Material for this task:
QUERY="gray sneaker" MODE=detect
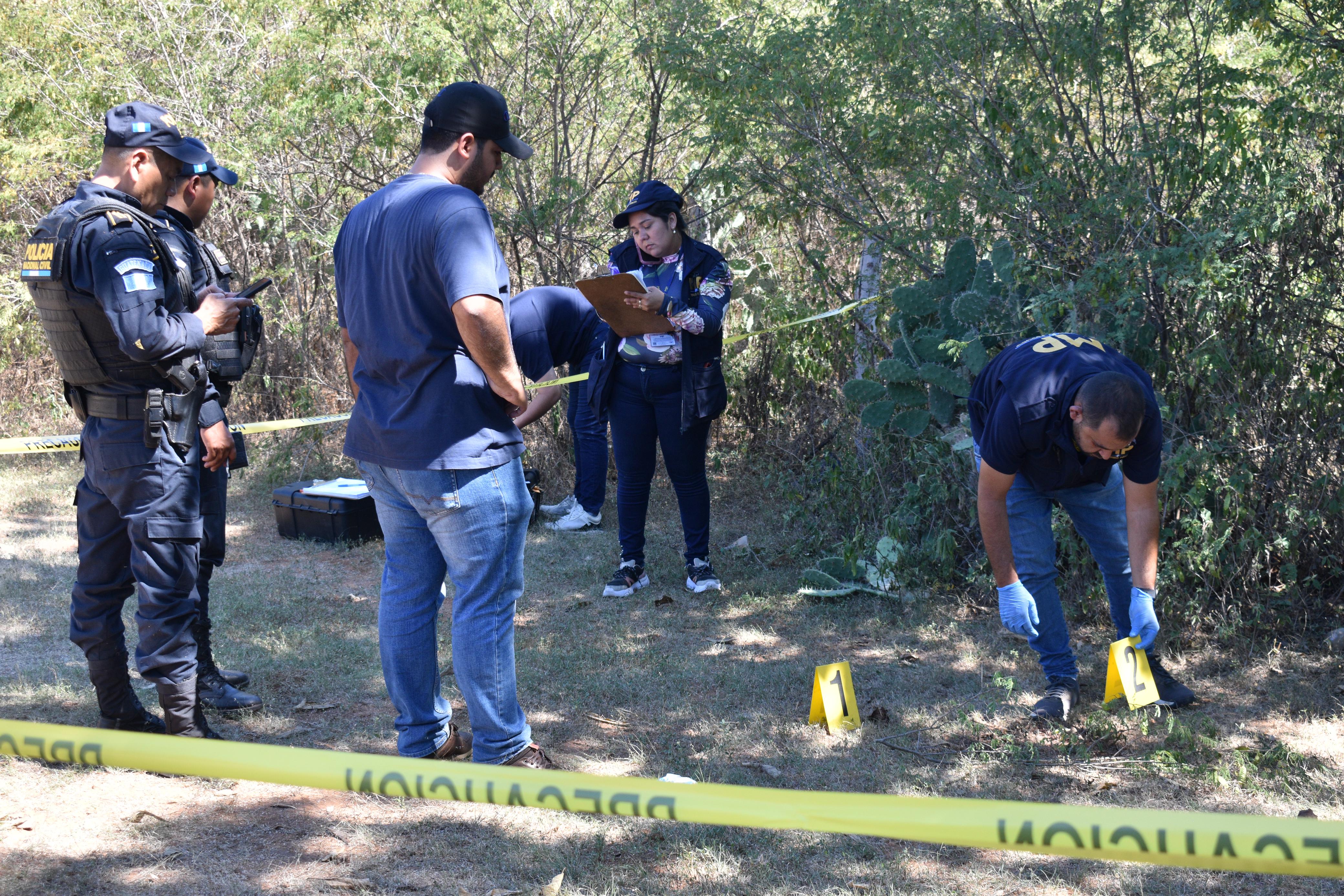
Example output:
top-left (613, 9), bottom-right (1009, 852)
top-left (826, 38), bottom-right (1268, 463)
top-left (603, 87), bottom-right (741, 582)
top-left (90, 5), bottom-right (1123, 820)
top-left (538, 494), bottom-right (577, 517)
top-left (1031, 678), bottom-right (1079, 721)
top-left (546, 504), bottom-right (602, 532)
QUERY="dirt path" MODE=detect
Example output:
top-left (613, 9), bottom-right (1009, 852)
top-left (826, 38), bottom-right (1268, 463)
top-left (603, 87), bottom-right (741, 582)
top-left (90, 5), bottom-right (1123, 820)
top-left (0, 457), bottom-right (1344, 896)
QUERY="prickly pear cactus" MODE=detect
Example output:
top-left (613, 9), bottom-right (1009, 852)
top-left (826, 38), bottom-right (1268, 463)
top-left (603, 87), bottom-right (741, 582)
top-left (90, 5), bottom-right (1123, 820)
top-left (844, 236), bottom-right (1017, 438)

Given task: Reproduce all of the data exactly; the pictures do not belong in the copy.

Task solution:
QUERY="gray sneaker" MODE=detect
Example output:
top-left (613, 9), bottom-right (1009, 852)
top-left (826, 38), bottom-right (1268, 463)
top-left (603, 87), bottom-right (741, 582)
top-left (90, 5), bottom-right (1123, 820)
top-left (538, 494), bottom-right (577, 517)
top-left (1031, 678), bottom-right (1079, 721)
top-left (546, 504), bottom-right (602, 532)
QUERY="dirt path" MODE=detect
Example output:
top-left (613, 9), bottom-right (1009, 852)
top-left (826, 38), bottom-right (1268, 463)
top-left (603, 87), bottom-right (741, 582)
top-left (90, 5), bottom-right (1123, 820)
top-left (0, 457), bottom-right (1344, 896)
QUERY="prickly pear cactus" MODE=detect
Example output:
top-left (613, 9), bottom-right (1009, 852)
top-left (826, 38), bottom-right (1268, 463)
top-left (603, 87), bottom-right (741, 582)
top-left (90, 5), bottom-right (1123, 820)
top-left (844, 236), bottom-right (1017, 438)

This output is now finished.